» SOURCE PASSAGE:

§ §

Clearly, Deep Impact thrives with mares from either the Northern Dancer or Mr Prospector lines. Of his group/graded stakes winners, 34 have been produced by mares from Northern Dancer-line sires and 14 from Mr Prospector-line sires.
Born in 2002, the same year Sunday Silence died and left a huge void in Japanese breeding, Deep Impact was not regarded by the commercial market as very special as a foal, most likely due to his modest size. Offered by his breeder, Katsumi Yoshida’s Northern Farm, at the JRHA sale, he was bought by Makoto Kaneko for ¥70 million ($583,333), a price below that year’s sale average of ¥92.5 million for Sunday Silence offspring.
A shrewd horseman who also has campaigned Japanese Derby winner and outstanding sire King Kamehameha and Japanese Filly Triple Crown winner Apapane, Kaneko could not have known that the small colt out of German G1 winner Wind in Her Hair, by Alzao, would blossom into his sire’s best son and heir. However, his pedigree did speak to quality, as his third dam, Highclere, won the 1,000 Guineas and Prix de Diane (French Oaks) and produced champion Height of Fashion, the dam of Epsom Derby winner Nashwan, French champion Unfuwain and G1 winner Nayef.
With this kind of genetic power, it is perhaps not surprising that data compiled by Naohiro Goda’s Tokyo-based Regent Co. Ltd reveal some striking parallels between Deep Impact and Sunday Silence at stud.

§ §

» THE PROBLEM: Quote the passage on Deep Impact word for word, from "Clearly, Deep Impact" to "Mr Prospector-line sires.". The rows below this passage were taken from a separate source.

§ §

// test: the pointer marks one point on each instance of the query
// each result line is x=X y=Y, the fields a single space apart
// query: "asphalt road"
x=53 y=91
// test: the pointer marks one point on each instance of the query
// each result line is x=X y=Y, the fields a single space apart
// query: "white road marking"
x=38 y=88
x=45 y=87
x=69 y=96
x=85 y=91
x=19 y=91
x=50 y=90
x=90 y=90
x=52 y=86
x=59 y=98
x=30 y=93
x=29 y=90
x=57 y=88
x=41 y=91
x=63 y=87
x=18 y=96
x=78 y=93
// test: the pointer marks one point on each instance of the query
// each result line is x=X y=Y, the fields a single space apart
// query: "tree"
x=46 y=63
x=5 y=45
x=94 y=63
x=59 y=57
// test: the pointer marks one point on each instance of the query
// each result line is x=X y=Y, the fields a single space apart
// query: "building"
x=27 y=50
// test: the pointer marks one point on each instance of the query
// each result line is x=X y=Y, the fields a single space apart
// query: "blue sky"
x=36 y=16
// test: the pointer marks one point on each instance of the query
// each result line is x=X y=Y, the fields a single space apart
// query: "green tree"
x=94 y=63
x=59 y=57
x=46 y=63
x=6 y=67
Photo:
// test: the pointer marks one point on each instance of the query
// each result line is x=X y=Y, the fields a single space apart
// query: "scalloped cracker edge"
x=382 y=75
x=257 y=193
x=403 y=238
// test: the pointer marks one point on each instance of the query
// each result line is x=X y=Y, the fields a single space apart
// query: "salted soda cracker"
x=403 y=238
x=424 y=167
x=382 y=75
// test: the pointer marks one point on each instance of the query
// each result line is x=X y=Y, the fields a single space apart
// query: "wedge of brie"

§ §

» ANSWER BOX:
Clearly, Deep Impact thrives with mares from either the Northern Dancer or Mr Prospector lines. Of his group/graded stakes winners, 34 have been produced by mares from Northern Dancer-line sires and 14 from Mr Prospector-line sires.